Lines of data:
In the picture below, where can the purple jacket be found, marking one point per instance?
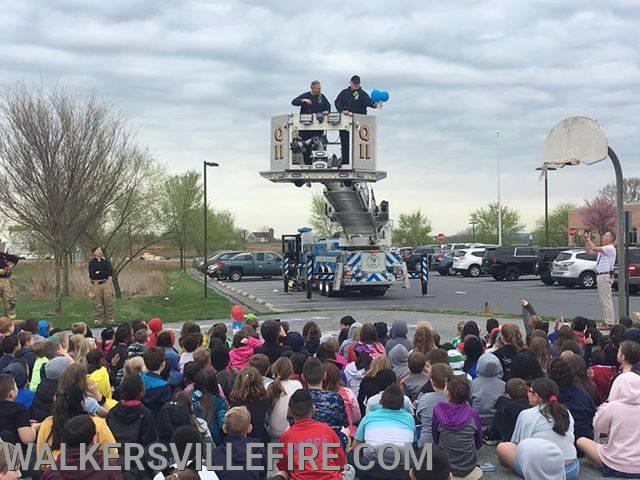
(455, 417)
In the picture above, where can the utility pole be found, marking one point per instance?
(206, 164)
(499, 202)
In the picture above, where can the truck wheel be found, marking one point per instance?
(474, 271)
(587, 280)
(547, 280)
(512, 274)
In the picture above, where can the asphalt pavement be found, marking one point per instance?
(445, 293)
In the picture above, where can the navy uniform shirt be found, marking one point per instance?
(319, 103)
(102, 267)
(354, 101)
(6, 258)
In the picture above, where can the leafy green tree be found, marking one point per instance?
(322, 225)
(558, 226)
(487, 223)
(412, 230)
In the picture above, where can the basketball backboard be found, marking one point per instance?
(574, 141)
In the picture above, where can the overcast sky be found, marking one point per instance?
(200, 80)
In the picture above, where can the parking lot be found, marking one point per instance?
(446, 293)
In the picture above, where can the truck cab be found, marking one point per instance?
(252, 264)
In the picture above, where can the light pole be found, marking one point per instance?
(499, 203)
(206, 164)
(473, 230)
(545, 171)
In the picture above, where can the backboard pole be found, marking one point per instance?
(623, 298)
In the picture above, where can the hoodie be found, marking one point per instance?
(239, 356)
(233, 452)
(131, 422)
(398, 336)
(157, 391)
(155, 325)
(619, 419)
(350, 338)
(458, 430)
(399, 357)
(582, 408)
(82, 469)
(539, 458)
(487, 387)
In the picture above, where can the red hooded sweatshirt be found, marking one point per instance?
(155, 325)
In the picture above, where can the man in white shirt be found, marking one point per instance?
(604, 265)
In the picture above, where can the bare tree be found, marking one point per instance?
(133, 222)
(181, 207)
(63, 159)
(631, 190)
(599, 215)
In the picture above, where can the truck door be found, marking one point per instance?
(259, 264)
(272, 264)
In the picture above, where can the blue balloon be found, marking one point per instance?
(379, 95)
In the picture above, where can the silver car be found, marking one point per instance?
(575, 267)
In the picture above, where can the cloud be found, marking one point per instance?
(200, 80)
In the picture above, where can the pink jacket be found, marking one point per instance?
(239, 357)
(352, 407)
(619, 418)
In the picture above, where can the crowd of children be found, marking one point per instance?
(547, 397)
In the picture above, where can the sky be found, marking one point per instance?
(199, 80)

▶ **Exercise description**
Retype only the lines running from the line with "In the picture above, where can the truck door" to the end of the listing, including both of those lines.

▶ **Solution for this problem**
In the picture above, where can the truck door be found, marking one point per instance?
(259, 264)
(272, 264)
In the picture above, where can the blue balloon be found, marking one point per instance?
(379, 95)
In the picture above, where can the silver car be found, marking one point per instance?
(575, 267)
In the picture above, where can the cloud be found, marking one point per instance?
(200, 80)
In the picture above, where can the pink jacket be found, marking one point per instance?
(239, 357)
(352, 407)
(619, 418)
In the picture above, where can the crowd of children be found, marking one point per instance?
(547, 397)
In the picture above, where can the sky be found, marking one point per instance?
(199, 80)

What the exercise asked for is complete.